**EXERCISE BRIEF**
Begin at the line that contains "Where can you see the chair" and repeat every line from there to the end of the records below, inclusive, without adding any other line.
[Start of Attachment]
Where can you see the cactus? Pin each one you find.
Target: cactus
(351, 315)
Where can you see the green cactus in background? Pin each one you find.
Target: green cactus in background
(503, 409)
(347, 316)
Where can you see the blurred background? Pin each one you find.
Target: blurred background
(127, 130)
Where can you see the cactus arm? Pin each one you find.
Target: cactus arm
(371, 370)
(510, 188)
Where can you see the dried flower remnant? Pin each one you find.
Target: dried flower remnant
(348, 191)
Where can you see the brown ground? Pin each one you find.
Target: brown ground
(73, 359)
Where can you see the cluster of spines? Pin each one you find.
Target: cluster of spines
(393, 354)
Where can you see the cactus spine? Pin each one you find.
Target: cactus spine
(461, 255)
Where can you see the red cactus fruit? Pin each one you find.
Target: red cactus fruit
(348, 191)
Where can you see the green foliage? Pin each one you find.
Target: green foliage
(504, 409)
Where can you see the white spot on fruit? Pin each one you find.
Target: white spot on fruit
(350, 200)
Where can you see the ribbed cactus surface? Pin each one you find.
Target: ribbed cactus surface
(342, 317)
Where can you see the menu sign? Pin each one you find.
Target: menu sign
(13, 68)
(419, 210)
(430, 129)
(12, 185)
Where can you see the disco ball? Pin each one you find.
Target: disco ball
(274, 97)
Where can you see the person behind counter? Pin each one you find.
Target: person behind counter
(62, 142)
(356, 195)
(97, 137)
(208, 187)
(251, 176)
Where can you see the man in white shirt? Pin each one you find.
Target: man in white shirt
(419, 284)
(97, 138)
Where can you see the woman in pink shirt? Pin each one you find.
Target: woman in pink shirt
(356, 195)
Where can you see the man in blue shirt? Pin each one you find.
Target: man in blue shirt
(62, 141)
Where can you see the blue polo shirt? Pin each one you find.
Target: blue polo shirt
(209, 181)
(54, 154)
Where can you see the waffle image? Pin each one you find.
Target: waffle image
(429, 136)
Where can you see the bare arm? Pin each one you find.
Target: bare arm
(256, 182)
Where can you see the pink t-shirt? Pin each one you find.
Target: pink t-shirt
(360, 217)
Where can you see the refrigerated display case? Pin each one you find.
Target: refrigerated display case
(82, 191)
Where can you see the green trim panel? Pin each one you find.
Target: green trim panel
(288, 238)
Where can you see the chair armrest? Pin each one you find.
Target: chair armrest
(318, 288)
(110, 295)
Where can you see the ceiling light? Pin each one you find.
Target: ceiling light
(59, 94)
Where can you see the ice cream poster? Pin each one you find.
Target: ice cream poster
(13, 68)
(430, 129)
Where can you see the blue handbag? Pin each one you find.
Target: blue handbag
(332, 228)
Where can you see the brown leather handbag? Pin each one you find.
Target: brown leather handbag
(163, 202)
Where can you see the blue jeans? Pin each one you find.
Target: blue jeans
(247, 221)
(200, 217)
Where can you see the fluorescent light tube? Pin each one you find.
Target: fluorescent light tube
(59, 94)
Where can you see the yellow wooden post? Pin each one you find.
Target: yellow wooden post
[End of Attachment]
**RESPONSE FOR THIS EXERCISE**
Where can you see the chair armrest? Pin each one you find.
Target: chair armrest
(318, 288)
(110, 295)
Where can you see the ceiling light? Pin each one you find.
Target: ceiling light
(59, 94)
Where can you see the ice cream poster? Pin each one you find.
Target: ice cream poster
(13, 68)
(430, 129)
Where can you see the blue handbag? Pin each one you find.
Target: blue handbag
(332, 228)
Where can you see the brown leather handbag? Pin each one you find.
Target: brown leather handbag
(163, 202)
Where can you see the blue jeans? Pin each one you find.
Target: blue jeans
(247, 221)
(200, 217)
Where can you see the fluorescent light tube? Pin each one you find.
Target: fluorescent light tube
(59, 94)
Where can you see the yellow wooden post? Pin each one you find.
Target: yellow wooden post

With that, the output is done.